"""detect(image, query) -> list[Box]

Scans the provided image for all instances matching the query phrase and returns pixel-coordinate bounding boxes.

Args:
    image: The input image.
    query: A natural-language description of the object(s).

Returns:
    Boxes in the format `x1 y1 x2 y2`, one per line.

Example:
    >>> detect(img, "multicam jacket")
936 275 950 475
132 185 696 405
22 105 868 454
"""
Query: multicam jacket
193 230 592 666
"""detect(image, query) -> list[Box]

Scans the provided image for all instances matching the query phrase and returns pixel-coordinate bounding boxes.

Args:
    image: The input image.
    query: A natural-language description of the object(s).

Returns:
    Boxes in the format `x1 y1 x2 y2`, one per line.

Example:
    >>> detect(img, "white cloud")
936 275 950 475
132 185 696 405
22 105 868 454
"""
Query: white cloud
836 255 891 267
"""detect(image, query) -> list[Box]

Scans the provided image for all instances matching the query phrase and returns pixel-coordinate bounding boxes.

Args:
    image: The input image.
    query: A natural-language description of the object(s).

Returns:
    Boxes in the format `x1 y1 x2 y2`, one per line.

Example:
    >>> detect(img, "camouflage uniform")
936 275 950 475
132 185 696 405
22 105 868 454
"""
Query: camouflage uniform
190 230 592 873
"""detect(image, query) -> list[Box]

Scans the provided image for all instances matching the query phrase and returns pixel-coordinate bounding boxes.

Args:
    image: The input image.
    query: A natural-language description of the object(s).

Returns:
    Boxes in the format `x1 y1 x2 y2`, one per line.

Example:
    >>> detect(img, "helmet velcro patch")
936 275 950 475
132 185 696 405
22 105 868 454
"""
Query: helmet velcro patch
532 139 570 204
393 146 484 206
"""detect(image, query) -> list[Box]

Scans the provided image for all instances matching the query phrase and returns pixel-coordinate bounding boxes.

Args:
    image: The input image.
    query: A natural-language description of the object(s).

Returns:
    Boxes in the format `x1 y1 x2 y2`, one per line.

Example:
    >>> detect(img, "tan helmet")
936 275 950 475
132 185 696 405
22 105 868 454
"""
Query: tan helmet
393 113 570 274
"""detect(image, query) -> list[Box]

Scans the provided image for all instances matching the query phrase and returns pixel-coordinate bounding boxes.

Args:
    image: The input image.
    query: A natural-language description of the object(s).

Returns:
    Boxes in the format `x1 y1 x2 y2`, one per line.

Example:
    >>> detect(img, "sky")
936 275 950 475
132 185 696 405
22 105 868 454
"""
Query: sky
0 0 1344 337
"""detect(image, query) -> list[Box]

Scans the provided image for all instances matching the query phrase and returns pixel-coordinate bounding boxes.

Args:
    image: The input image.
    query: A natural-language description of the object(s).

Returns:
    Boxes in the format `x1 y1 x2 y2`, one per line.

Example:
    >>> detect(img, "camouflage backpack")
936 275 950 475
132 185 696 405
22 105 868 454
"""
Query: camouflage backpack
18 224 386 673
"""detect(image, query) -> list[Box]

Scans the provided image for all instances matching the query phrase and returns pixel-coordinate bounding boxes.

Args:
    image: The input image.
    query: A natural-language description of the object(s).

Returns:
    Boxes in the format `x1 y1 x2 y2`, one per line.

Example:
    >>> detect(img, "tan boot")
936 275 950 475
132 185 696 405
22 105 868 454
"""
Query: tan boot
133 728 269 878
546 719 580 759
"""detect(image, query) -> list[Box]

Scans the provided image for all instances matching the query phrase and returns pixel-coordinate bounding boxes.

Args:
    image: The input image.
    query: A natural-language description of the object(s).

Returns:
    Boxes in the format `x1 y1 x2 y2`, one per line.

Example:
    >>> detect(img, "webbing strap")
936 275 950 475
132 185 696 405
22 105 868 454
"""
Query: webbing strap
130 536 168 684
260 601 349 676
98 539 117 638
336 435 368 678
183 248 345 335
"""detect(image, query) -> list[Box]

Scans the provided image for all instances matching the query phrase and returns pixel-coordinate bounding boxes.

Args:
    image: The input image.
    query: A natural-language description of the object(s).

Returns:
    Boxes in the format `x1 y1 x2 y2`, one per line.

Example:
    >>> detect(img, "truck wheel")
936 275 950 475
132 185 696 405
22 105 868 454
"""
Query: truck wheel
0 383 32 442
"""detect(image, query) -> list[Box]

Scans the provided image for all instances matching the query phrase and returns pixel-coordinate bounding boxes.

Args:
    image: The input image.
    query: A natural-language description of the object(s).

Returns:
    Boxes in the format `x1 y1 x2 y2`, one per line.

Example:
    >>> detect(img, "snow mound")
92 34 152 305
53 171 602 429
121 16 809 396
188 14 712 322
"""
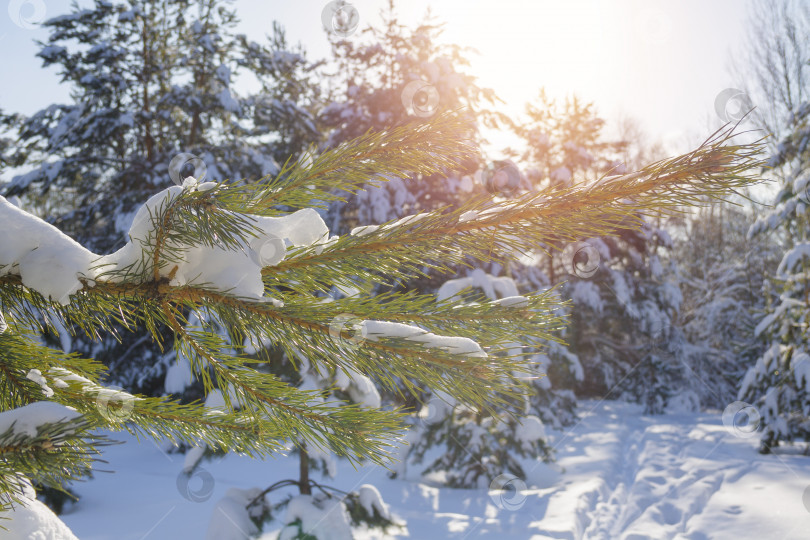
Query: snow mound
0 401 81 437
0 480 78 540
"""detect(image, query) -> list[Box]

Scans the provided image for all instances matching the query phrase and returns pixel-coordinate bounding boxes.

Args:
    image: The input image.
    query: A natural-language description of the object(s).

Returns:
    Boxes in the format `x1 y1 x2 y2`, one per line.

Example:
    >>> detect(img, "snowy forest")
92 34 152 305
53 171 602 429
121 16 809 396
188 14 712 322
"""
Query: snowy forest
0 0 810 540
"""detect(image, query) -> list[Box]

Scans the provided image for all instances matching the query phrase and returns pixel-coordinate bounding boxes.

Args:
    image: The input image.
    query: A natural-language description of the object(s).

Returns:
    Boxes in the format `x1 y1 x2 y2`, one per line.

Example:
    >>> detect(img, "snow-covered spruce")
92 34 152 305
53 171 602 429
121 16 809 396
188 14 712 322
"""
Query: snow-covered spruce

Written problem: Reproduce the listing above exactly, excluding all pictures.

Exercise response:
"""detect(image, query) -> list[Box]

Scans the provided image for all instances matching the query phrase and returns pixel-coordinate bounding boxes.

Args:
    image: The input image.
    query: A natural-language description of the object(s).

Returns:
    Boxes in the format `x1 y1 x2 y2`, one per line.

Example:
    >>> detect(img, "multicam jacket")
936 275 950 475
132 185 696 405
22 105 868 454
"""
Query: multicam jacket
193 230 592 666
"""detect(image, query) -> list[Box]

Scans the provided image for all instances matching the query phrase and returns pixel-coordinate bounding boxes.

Args:
    image: The input image.
    query: A natural-language description of the object(s).

Returns:
    Boxes in the format `x1 y1 x2 y2`, one per line.

Example:
    >>> detect(img, "white cloud")
936 275 950 475
132 185 696 405
22 105 868 454
"""
Query: white cloud
836 255 891 267
"""detect(image, query) -> list[Box]

Scans the provided image for all instances matching the query phrase and returns pixel-coordinate bounding boxes.

Args:
    image: The input image.
    query: A natural-language description of the object(s).

Returns:
    Boxes in the format `x1 y1 x2 y2`, one per line.

Example:
    >>> detect(img, "camouflage uniform")
936 275 950 475
132 185 696 405
22 105 868 454
"""
Query: camouflage uniform
190 230 592 873
"""detect(image, query) -> list[Box]

Scans the provided image for all instances matching the query phrase and returns pixel-coordinate bounding boxes.

Args:
    image: The input image.
    query: A natural-language description of the object(s).

Returns:
    Boxes in the format `x1 y1 x2 y2`, one per line.

Example:
    >>> detect(img, "helmet velcro patch")
936 275 950 475
132 185 696 405
22 105 868 454
"""
Query: helmet velcro patch
532 139 570 204
393 146 484 206
"""detect(image, query) -> list[Box]

Scans the provided image for all instances matching the query phrase and returns pixel-coordinate bounding boxes.

Args:
    image: The input image.
    query: A natural-language description of the object(s).

Returns:
    Boxes in the format `x1 y1 x2 y2`, one per line.

Example:
    >>> detect(img, "tan helmet")
936 275 950 475
132 185 696 405
22 105 868 454
"""
Query: tan helmet
393 113 570 274
"""detect(image, query) -> list[Box]

Scans the provided image for all instances matching the query phrase and returns pixel-coordinate bounding boxes.

Args:
    image: The input image.
    query: A natural-language description of the object(s).

Returns:
    Boxes in the format `x1 y1 x2 y2`, one per line.

Example:
    >>> detect(img, "sky")
936 275 950 475
132 185 696 405
22 105 868 454
"""
Query: sky
0 0 1344 337
"""detect(image, query) -> list[Box]

Scans the provided image for all instances matching the query phrase and returns pixel-coordinate bounding boxes.

Args:
    image: The input image.
    query: A natural-language description of the object(s).

Returns:
    Boxes in the format `x1 y1 x2 y2`, one per line.

Example:
    >>> detect(img, "camouflage backpack")
936 275 950 475
132 185 696 405
22 105 868 454
"""
Query: camouflage backpack
18 224 386 673
"""detect(image, query) -> list[Box]

Scans the provided image for all instances matching the query phrase and returns pixel-coordinate bounding boxes.

Args:
    image: The input image.
    query: A natural-language description of the object(s).

Returns:
    Boxes in the format `x1 y1 x2 y2`, one per line.

Example:
    >>> detect(img, "tan boot")
936 275 950 475
132 185 696 405
22 105 868 454
"""
Query: tan boot
133 728 269 878
546 719 580 759
"""detect(image, query) -> list[Box]

Scans the provided image for all instances matching the query phrase and returns pixel-coordinate bounding boxes.

Args:
    image: The input image.
    query: A natural-language description of the object(s).

Returns:
    Boxes in the format `x1 y1 x2 y2`, one per line.

Example:
    >>> detect(img, "webbing strap")
936 275 950 475
132 185 696 405
22 105 868 454
"""
Query: webbing strap
130 536 168 684
260 601 349 676
98 539 117 638
336 435 368 678
183 248 345 335
"""detect(image, query) -> list[Box]

Scans the provided image for all instances matching the query phrase and returns pixel-coordinate bounding boxes.

Args:
    image: The input image.
    query: A natural-language description of the object(s).

Returns:
    Boxes in the format `x1 y1 x2 y2`, one per line.

Example:
    >>> detect(img, "truck wheel")
936 275 950 475
132 185 696 405
22 105 868 454
"""
Query: truck wheel
0 383 32 442
"""detect(image, query) -> list[Box]

Scans the provided image for all instances matching the query phrase and returns pixel-coordinate bounding boxes.

Args:
    image: The input image.
    query: A natural-language description of the object(s).

Returns:
    Boxes in the format `x1 y1 x2 y2`, one per line.

Example:
    >>> detect(img, "snow mound")
92 34 152 305
53 171 602 429
121 16 809 396
188 14 712 322
"""
Query: snow mound
0 401 81 437
0 480 78 540
"""detect(image, query) -> list[Box]

Scans the provided image for all instances matching the query phrase and returns pixel-coordinate bounding boxes.

Args:
    image: The input image.
    query: A natural-language description of the object(s).

Returns:
    Boxes in the format `x1 y1 x2 y2`, one per line.

Example:
    >>> detect(img, "snowy forest")
92 34 152 305
53 171 602 429
121 16 809 396
188 14 712 322
"""
Query: snowy forest
0 0 810 540
"""detect(image, query) -> list[Box]

Scans the provided image for all instances matching the query phrase and returns pixel-coordinate bounding boxes.

Args:
    image: The input image.
    query: A natural-language description of the object(s).

Returns:
    Boxes in the format `x1 y1 x2 y2`, one per line.

Example:
    >>> detect(img, "snow-covered spruce")
92 34 152 305
53 171 602 429
121 16 809 396
188 14 712 322
"""
Query: snow-covered spruce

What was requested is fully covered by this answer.